EXERCISE DIRECTIONS:
According to the passage about Carter, what year did he receive the Nobel Peace Prize?

TEXT PASSAGE:

○ ○ ○ ○ ○

Carter has also helped with the building of homes in New York slums through Habitat for Humanity, as well as writing and speaking extensively and lucidly on causes relating to global peace and justice. In 2002 he was awarded the Nobel Peace Prize.

Few ex-presidents have contributed so much to the world; it was a pity that he was unable to achieve comparable greatness as president.

In his words

"In a nation that was proud of hard work, strong families, close-knit communities, and our faith in God, too many of us now tend to worship self-indulgence and consumption. Human identity is no longer defined by what one does, but by what one owns."

"Our American values are not luxuries, but necessities— not the salt in our bread, but the bread itself."

"Let us create together a new national spirit of unity and trust. Your strength can compensate for my weakness."

"We have the heaviest concentration of lawyers on Earth... We have more litigation, but I am not sure that we have more justice."

"War may sometimes be a necessary evil. But no matter how necessary, it is always an evil, never a good. We will not learn how to live together in peace by killing each other's children."

○ ○ ○ ○ ○

MATERIAL PROVIDED:
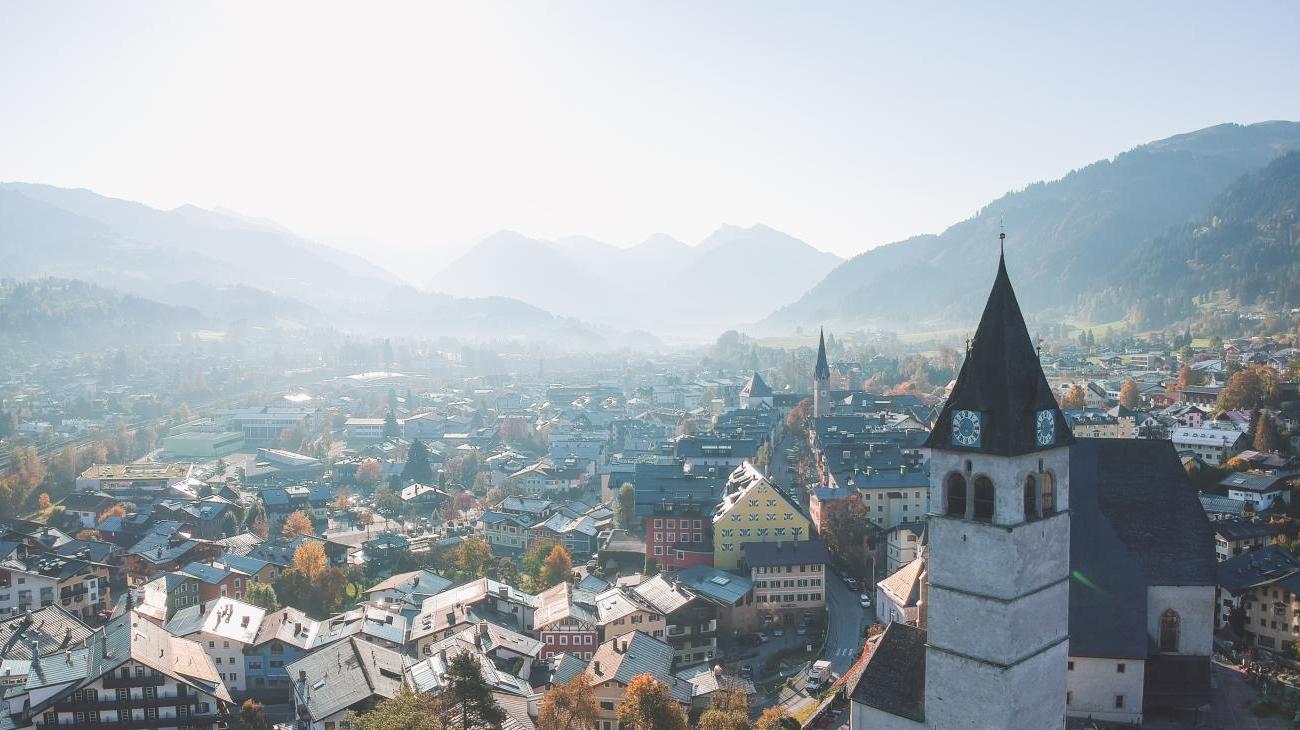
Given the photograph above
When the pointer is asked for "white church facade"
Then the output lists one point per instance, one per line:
(1062, 577)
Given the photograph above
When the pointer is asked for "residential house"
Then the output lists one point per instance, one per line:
(753, 511)
(284, 637)
(1259, 490)
(1235, 537)
(620, 611)
(407, 591)
(224, 629)
(129, 673)
(566, 622)
(507, 534)
(1212, 444)
(690, 618)
(789, 578)
(333, 683)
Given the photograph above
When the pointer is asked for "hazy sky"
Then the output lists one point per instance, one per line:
(414, 129)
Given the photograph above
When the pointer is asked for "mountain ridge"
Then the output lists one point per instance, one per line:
(1065, 237)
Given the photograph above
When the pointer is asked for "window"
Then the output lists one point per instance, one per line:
(956, 496)
(1169, 630)
(983, 499)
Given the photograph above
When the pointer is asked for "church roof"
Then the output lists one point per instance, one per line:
(755, 387)
(893, 678)
(1135, 521)
(822, 370)
(1001, 379)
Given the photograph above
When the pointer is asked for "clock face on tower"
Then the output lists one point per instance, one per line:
(966, 427)
(1044, 427)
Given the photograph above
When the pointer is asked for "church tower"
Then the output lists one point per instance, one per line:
(999, 566)
(820, 381)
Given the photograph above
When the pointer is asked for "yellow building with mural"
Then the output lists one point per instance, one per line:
(753, 511)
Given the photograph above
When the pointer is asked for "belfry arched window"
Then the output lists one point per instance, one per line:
(984, 499)
(1031, 495)
(1169, 622)
(956, 495)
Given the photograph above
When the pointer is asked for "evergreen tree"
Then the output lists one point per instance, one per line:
(646, 703)
(406, 711)
(568, 705)
(417, 468)
(1266, 439)
(468, 696)
(391, 429)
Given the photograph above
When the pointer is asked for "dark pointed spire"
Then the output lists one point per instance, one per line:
(1002, 381)
(822, 372)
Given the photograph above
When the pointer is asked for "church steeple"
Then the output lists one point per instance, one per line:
(1001, 403)
(820, 379)
(822, 372)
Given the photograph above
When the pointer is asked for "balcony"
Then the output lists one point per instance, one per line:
(203, 722)
(116, 681)
(112, 704)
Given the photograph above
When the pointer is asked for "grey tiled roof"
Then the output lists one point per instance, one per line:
(893, 678)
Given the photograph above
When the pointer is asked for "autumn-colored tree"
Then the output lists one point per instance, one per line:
(252, 716)
(1248, 389)
(407, 709)
(776, 718)
(646, 703)
(369, 472)
(310, 559)
(728, 709)
(342, 502)
(536, 556)
(29, 468)
(388, 500)
(464, 500)
(298, 525)
(797, 418)
(557, 568)
(472, 556)
(1129, 394)
(260, 528)
(570, 705)
(261, 595)
(1074, 398)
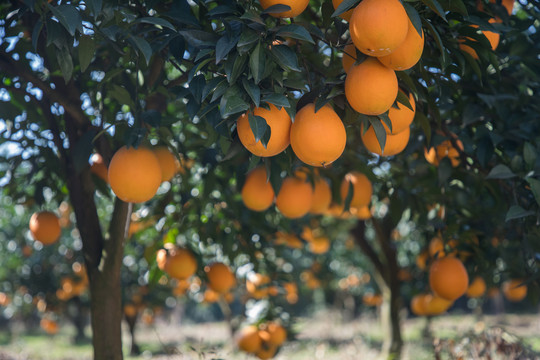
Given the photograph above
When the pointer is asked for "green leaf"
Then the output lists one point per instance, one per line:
(277, 99)
(68, 16)
(500, 172)
(414, 17)
(345, 6)
(296, 32)
(253, 91)
(143, 46)
(535, 188)
(436, 7)
(517, 212)
(258, 126)
(65, 62)
(257, 63)
(285, 57)
(156, 21)
(87, 49)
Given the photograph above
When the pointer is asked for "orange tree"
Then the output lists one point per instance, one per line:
(85, 77)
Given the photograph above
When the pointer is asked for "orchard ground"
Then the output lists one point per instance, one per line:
(325, 335)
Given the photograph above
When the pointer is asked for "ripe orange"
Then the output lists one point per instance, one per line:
(45, 227)
(279, 122)
(408, 53)
(347, 14)
(257, 192)
(179, 263)
(349, 57)
(297, 7)
(370, 87)
(295, 196)
(378, 27)
(394, 143)
(248, 339)
(513, 290)
(322, 197)
(134, 174)
(448, 278)
(220, 277)
(401, 117)
(362, 188)
(167, 161)
(98, 167)
(318, 138)
(477, 288)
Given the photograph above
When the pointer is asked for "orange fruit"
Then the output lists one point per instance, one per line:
(179, 263)
(297, 7)
(401, 117)
(370, 87)
(45, 227)
(322, 197)
(448, 278)
(295, 196)
(378, 27)
(477, 288)
(98, 167)
(408, 53)
(220, 277)
(318, 138)
(362, 188)
(134, 174)
(257, 192)
(513, 290)
(394, 143)
(347, 14)
(349, 57)
(248, 339)
(167, 161)
(279, 122)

○ ○ ○ ○ ○

SOLUTION FOR THIS TASK:
2002